## Document
The state \(X_{t}\) represents the system’s/network’s security status at time t. The progressive nature of cyber attacks is captured by the fact that \(X_{t}\) evolves dynamically over time, and its evolution at any time t is affected by the agents’ (attackers’ and defenders’) actions at t and random events that occur in nature at t, such as network failures, and are independent of the agents’ actions and the system’s security status. Since cyber security systems are networks consisting of a finite number of computers, each computer’s security status can be described by one of a finite number of states and each agent can take at any time t a finite number of actions, it is reasonable to assume that the system’s state space along with the observation and action spaces are finite. We assume that all agents have perfect recall, that is, every agent remembers everything he has seen and every thing he has done. We will discuss the implication of this assumption in the analysis of dynamic games with asymmetric information later in this chapter. We wish to bring to the reader’s attention two important features of the above-described model. (1) The instantaneous utility of each agent (hence his overall utility) depends on all agents’ actions that are not all perfectly observable and are generated by their respective strategies. Therefore, each agent’s choice of strategy must take into account all the other agents’ choice of strategies, thus the agents’ strategy choices are inter-dependent. (2) Since the dynamic system’s evolution over time depends on all the agents’ actions through their strategy choices, at any time t, each agent’s information, private and common, depends on all agents’ strategies up to \(t-1\). These two features of the model result in significant difficulties in the analysis of dynamic games with asymmetric information and in the computation of the appropriate equilibria. We will discuss these difficulties along with ways of overcoming them in the rest of this chapter.

We conclude this section by presenting an example, drawn from [30, 31], that we will use throughout the chapter to illustrate the ideas and results we present. Even though the model of the example does not capture all the essential features of cyber security problems, (the current state of the art on stochastic dynamic games with asymmetric information cannot be used to solve the cyber security problem in its full generality), we hope that it will help the reader to understand and appreciate the difficulties/issues that arise in these games along with the key ideas of our approach.

## Record set
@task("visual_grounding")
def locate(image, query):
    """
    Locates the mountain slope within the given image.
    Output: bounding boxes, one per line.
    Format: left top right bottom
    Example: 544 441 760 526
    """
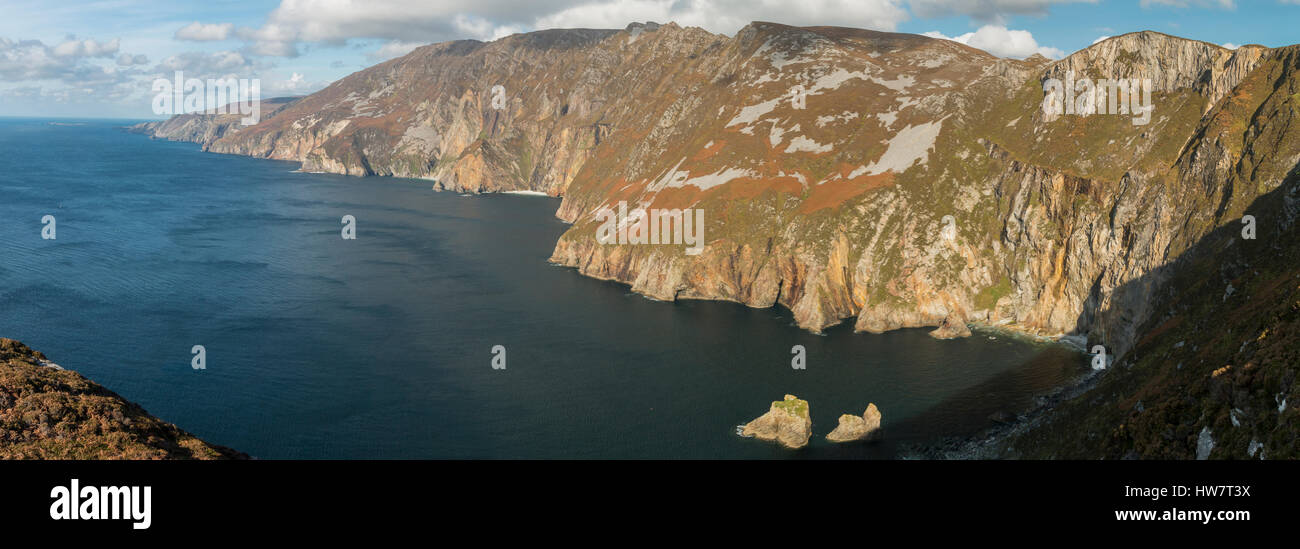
0 338 248 459
134 22 1300 355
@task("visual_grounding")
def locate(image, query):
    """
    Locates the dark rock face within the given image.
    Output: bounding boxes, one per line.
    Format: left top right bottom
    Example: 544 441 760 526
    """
0 338 248 459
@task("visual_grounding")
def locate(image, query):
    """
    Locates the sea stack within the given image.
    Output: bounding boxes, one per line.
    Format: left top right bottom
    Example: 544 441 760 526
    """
741 394 813 449
826 403 880 442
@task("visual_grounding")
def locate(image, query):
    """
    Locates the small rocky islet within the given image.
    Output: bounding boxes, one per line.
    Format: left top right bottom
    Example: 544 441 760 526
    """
0 338 248 459
741 394 881 450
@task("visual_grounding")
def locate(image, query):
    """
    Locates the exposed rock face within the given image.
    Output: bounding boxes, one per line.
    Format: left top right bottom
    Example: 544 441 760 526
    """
930 312 971 340
826 403 880 442
129 98 299 145
134 22 1300 364
0 338 248 459
741 394 813 449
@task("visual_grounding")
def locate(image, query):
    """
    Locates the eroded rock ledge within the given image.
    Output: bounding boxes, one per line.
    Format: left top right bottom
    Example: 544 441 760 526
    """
0 338 248 459
741 394 813 449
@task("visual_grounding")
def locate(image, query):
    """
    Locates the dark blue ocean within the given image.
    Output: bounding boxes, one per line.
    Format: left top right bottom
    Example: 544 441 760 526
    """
0 118 1087 459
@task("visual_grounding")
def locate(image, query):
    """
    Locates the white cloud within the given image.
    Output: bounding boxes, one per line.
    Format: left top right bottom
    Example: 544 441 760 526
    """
205 0 915 57
0 38 148 101
117 53 150 66
536 0 907 34
924 25 1065 59
176 21 235 42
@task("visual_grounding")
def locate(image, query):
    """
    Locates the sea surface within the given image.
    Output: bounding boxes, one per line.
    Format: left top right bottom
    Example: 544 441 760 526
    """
0 118 1088 459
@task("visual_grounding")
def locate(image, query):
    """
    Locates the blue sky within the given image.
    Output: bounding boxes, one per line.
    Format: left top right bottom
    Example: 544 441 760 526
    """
0 0 1300 118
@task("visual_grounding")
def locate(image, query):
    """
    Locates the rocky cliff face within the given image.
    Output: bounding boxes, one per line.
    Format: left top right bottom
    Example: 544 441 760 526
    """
127 98 298 150
137 22 1300 364
0 338 248 459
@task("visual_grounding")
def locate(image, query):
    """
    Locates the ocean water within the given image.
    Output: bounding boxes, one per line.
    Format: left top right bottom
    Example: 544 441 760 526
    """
0 118 1087 459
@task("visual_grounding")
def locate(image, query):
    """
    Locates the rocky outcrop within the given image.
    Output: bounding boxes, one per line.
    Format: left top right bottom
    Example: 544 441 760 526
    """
741 394 813 449
826 403 880 442
0 338 248 459
127 98 300 150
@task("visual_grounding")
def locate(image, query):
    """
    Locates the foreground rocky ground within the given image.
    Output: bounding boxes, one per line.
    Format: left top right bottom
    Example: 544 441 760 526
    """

## Tasks
1. In the passage on cyber security games, what do the authors assume about every agent's memory?
2. Quote the cyber security game passage from "We conclude this" to "of our approach.".
3. Write the next part of the passage on cyber security games, picking up after its final sentence.

## In response
1. They assume all agents have perfect recall, remembering everything they have seen and done.

2.
We conclude this section by presenting an example, drawn from [30, 31], that we will use throughout the chapter to illustrate the ideas and results we present. Even though the model of the example does not capture all the essential features of cyber security problems, (the current state of the art on stochastic dynamic games with asymmetric information cannot be used to solve the cyber security problem in its full generality), we hope that it will help the reader to understand and appreciate the difficulties/issues that arise in these games along with the key ideas of our approach.

3.
An Example

Consider a game, played over a time horizon T, with N agents that are split into two groups. Group 1 consists of \(N_1\) agents, group 2 consists of \(N_2\) agents, \(N_1+N_2=N\). The state of the dynamic system at time t is denoted by \(X_t = ( X^1_t, X^2_t, \dots ,X^{N_1}_t\)). The component \(X^n_t\) of the state is privately observed by agent n in group 1. The private state \(X^n_t\) has uncontrolled Markovian dynamics with given time-invariant matrix of transition probabilities \(Q^n\), \(n=1,2,\dots ,N_1\). At the beginning of time t, each agent n in group 1 observes \(X^n_t\), \(n=1,2,\dots ,N^1\) and takes an action \(A^n_t\). The actions \(A_t = A^n_t, n=1,2,\dots ,N_1\) are announced to all N agents. After this announcement, agent m, \(m=1,2,\dots ,N_2\), in group 2 makes a decision \(D^m_t =( D^m_t(1), D^m_t(2),\dots ,D^m_t(N_1))\). Let \(D_t=(D^1_t, D^2_t, \dots ,D^{N_2}_t)\) denote the decisions of the agents in group 2 at time t. The decisions \(D_t\) are observed by all N agents. After the decisions \(D_t\) are made, all agents receive noisy observations \(Y^1_t,Y^2_t,\dots , Y^{N_1}_t\) of the states \(X^1_t,X^2_t,\dots ,X^{N_1}_t\), respectively. The utility of agent n, \(n=1,2,\dots ,N_1\), in group 1 is given by \(U^{n,1}_t(A_t,D_t) = (A^n_t - c)(\sum _{i=1}^{N_2}D^i_t(n))\). The utility of agent m, \(m=1,2,\dots ,N_2\), in group 2 is given by \(u^m_t(Y_t,D_t,A_t) = V^m_t(Y_t,D_t) - (\sum _{i=1}^{N_1}D^m_t(i)A^i_t)\), where \(V^m_t(Y_t,D_t)\) is a given function of \(Y_t \) and \(D_t\), and \(Y_t = (Y^1_t, Y^2_t,\dots ,Y^{N_1}_t)\).

We assume that the state \(X_t\) of the dynamic system, the agents’ actions \(A_t,D_t\) and the observations \(Y_t\), \(t=1,2,\dots ,T\) take values in finite spaces. Furthermore, we assume that the Markov state processes \(X^n_t, t=1,2,\dots ,T, n=1,2,\dots ,,N_1\), describing the evolution of the dynamic system, and the observations \(Y_t\), conditioned on \(X_t\), \(t=1,2,\dots ,T\), are all mutually independent.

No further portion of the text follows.